Level	Content	Token Cost	When Loaded
Level 1	Skill metadata (name + description)	~50 tokens/skill	Every conversation
Level 2	Full SKILL.md documentation	~500-2000 tokens	On-demand by Agent
Level 3	Auxiliary files (scripts/references)	Variable	On-demand by Agent

Result: 12 built-in Skills consume only ~600 tokens of metadata, while traditional approaches might require 20,000+ tokens.

🖥️ Persistent Pseudo-Terminal (PTY) — Beyond Code Execution

Built on pexpect, our persistent Shell Sessions go beyond one-shot code execution:

# Variables persist across multiple calls!
shell_exec("import pandas as pd", shell_type="python")
shell_exec("df = pd.DataFrame({'a': [1,2,3]})", shell_type="python")
shell_exec("print(df.describe())", shell_type="python")  # df still exists!

Advantages:

✅ Variable Persistence — State maintained across calls
✅ Multi-language — Bash / Python / IPython
✅ Smart Security — Blocks dangerous commands while allowing legitimate patterns (e.g. python -c "stmt1; stmt2")
✅ Auto-recovery — Automatic restart on session crash
✅ Auto-cleanup — Idle sessions automatically recycled

🛡️ Three-Layer Failover + WebSocket Heartbeat — Service That Never Stops

Request failed?
  ├─ Layer 1: Auth Failover     → Switch API Key / Base URL
  ├─ Layer 2: Model Failover    → Switch to fallback model (gpt-4o → gpt-4o-mini → ...)
  └─ Layer 3: Thinking Failover → Downgrade thinking depth

Long-running task?
  └─ WebSocket Heartbeat        → Periodic pings keep the connection alive

Even if the primary model faces rate limits, timeouts, or quota exhaustion, the system automatically switches to backup plans. For long-running tasks like PPT generation, WebSocket heartbeat keeps the connection alive — no more "no signal" drops.

📐 Smart Context Management — Never Overflow

Context Window Guard — Real-time token usage monitoring with automatic threshold alerts
Auto-Compaction — When context reaches ~70% usage, automatically generates a summary to compress history
Rich History Reconstruction — Multi-turn conversations retain tool calls, code execution, and file outputs for coherent context
Multi-model Aware — Auto-detects model context window sizes (GPT-4o 128K / Claude 200K / Gemini 1M)

🔌 MCP External Tool Integration

Seamlessly connect external tools via the Model Context Protocol open standard:

Built-in Skills already support these MCP tools:

Tool	Function	Use Case
🔍 Exa Search	AI-native search engine	Deep research, info gathering
🔍 Bing Search	General web search	Real-time information queries
🗺️ AMap (Gaode)	Route planning, POI search	Travel planning
🌐 Web Fetch	Web content scraping	Data collection
🎬 Social Media Video	Video content parsing	Content creation

You can also integrate any MCP-compatible tool service!

🚀 Quick Start

Prerequisites

Python 3.10+ and uv (Python package manager)
Node.js 20+ and npm
Docker & Docker Compose (optional, for containerized deployment)

• **Supplied records**
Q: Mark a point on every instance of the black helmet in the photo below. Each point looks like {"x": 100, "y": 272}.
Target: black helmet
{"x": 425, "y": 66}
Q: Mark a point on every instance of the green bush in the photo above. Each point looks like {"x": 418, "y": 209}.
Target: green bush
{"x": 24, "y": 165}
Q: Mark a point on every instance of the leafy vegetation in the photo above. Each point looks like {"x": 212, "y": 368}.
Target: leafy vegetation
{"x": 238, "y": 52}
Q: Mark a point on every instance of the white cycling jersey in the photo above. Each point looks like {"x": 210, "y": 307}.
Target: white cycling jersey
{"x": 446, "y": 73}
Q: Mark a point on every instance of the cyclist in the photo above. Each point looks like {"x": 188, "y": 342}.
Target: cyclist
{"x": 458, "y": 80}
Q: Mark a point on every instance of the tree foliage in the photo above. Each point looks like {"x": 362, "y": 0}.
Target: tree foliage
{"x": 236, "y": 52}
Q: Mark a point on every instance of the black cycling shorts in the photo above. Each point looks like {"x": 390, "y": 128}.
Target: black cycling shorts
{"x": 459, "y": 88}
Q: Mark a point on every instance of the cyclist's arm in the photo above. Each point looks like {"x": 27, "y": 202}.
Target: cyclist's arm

• **Prompt 1**
Decide whether each statement below agrees with the feature overview. Answer yes or no for each one and quote the words from the feature overview that settle it.
(a) Auto-compaction starts when the context reaches about 70% usage.
(b) Docker is required to run the system.
(c) The persistent shell sessions are built on pexpect.
• **Prompt 2**
In the feature overview, what happens at Layer 2 of the failover when a request fails?
• **Prompt 3**
Proceed with the feature overview, starting after its last line.

• **Response 1**
(a) Yes: "When context reaches ~70% usage, automatically generates a summary to compress history"
(b) No: "Docker & Docker Compose (optional, for containerized deployment)"
(c) Yes: "Built on pexpect, our persistent Shell Sessions go beyond one-shot code execution"

• **Response 2**
The system switches to a fallback model, such as from gpt-4o to gpt-4o-mini.

• **Response 3**
Option 1: One-Command Start

# 1. Clone the repo
git clone https://github.com/AIDC-AI/Pixelle-Studio.git
cd Pixelle-Studio

# 2. One-command start (auto-installs dependencies on first run)
./start.sh

💡 After starting, open http://localhost:3000, click the ⚙️ Settings button in the top-right corner to configure your API Key, Base URL, and Model.

Option 2: Docker Compose (Recommended for Deployment)

# 1. Clone the repo
git clone https://github.com/AIDC-AI/Pixelle-Studio.git
cd Pixelle-Studio

# 2. Build and start all services
docker compose up -d

# 3. View logs (optional)
docker compose logs -f

Then visit 👉 http://localhost:3000 and configure your API Key in ⚙️ Settings.

📦 Docker Compose Commands Reference

docker compose up -d            # Start all services in background
docker compose up               # Start in foreground (see logs directly)
docker compose down             # Stop all services
docker compose logs -f          # Follow all logs
docker compose logs -f backend  # Follow backend logs only
docker compose up --build       # Rebuild images and start
docker compose ps               # Show running services status

Data Persistence: The following data is persisted through Docker volumes:

backend-data — SQLite database
backend-scripts — Generated files (PDF/PPT/Excel/HTML etc.)
backend-skills — User-defined skills
backend-logs — Application logs

To reset all data: docker compose down -v

Option 3: Manual Start

# Backend
cd backend
uv sync             # Install Python dependencies (creates .venv automatically)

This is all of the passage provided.